Reproduce word for word the stretch of the deck tier list below that runs from "The Tier List" up to and including "of January 2018.".

*Selection*.
==================================================

Argenport Midrange is the deck on everyone mind at the moment, and the one most likely to see some toys taken away. It’s a “goodstuff” deck that plays some of the strongest threats and answers in the format. While the deck does have clearly defined weaknesses (no sources of card advantage, a vulnerability to flood, no reach, poor lategame) for the most part it gets by on pure card quality, even against decks trying to target it. Crests in particular have shored up a number of the sacrifices Argenport needed to make to its powerbase, and greatly strengthened the deck. With such a difficult to target deck at the forefront of the format, the “counters” are also not clearly defined, which means the “answers” to those counters are not clearly defined either. With an easier to target deck (like Praxis at the beginning of set two, for example) the metagame would stabilize into The Deck, The Counters, and decks that prey on the counters. Since The Counters are not clearly defined and often changes as people look for new and better answers to Public Enemy Number One, the metagame casts a wide net this month.
The Tier List
Keep in mind that in a rapidly evolving metagame a single piece of new technology can throw everything out of whack, but the following list should be a good snapshot of how things were the last week of January 2018.
Explanation of Tiers
Tier 1 – These are the most successful and prominent ladder decks at the moment.
Tier 2 – These decks are powerful and great ladder choices, though noticable less popular or powerful than tier 1 decks.
Tier 3 – These decks are usually quite powerful when they go off, but need a strong draw to work or have some other exploitable weakness. Fine choices for the ladder, especially if the metagame favors them or you minimize their weaknesses.
Tier 4 – These decks are less powerful than Tier 3 decks or are wildly inconsistent.
Decks in italics were not on the previous Tier List.
Official Tier List
No decks are tier 4 this list.
Explanation of Tiers
Argenport Midrange has mostly been covered above, but it really is the all around best deck at the moment – not by an extraordinary margin, but by enough. Stonescar Aggro created one of the greatest deck name controversies of our time, but regardless of the name it remains a consistent, powerful aggressive deck. A seemingly endless array of charge units and powerful cards allow it to power through even if it doesn’t get off to a fast start or runs out of cards. Feln Control is the most popular “answer” deck to both of the other Tier One decks, able to fend off Stonescars Aggression (most of the time) while also keeping Argenport in check and going over the top (most of the time). It is extremely vulnerable to some of the Tier Two decks, however, especially Rakano and Armory.

==================================================

*Data segment*.
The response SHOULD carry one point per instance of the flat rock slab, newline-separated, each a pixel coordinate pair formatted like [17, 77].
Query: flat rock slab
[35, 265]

==================================================

*Answer to the problem*.
The Tier List
Keep in mind that in a rapidly evolving metagame a single piece of new technology can throw everything out of whack, but the following list should be a good snapshot of how things were the last week of January 2018.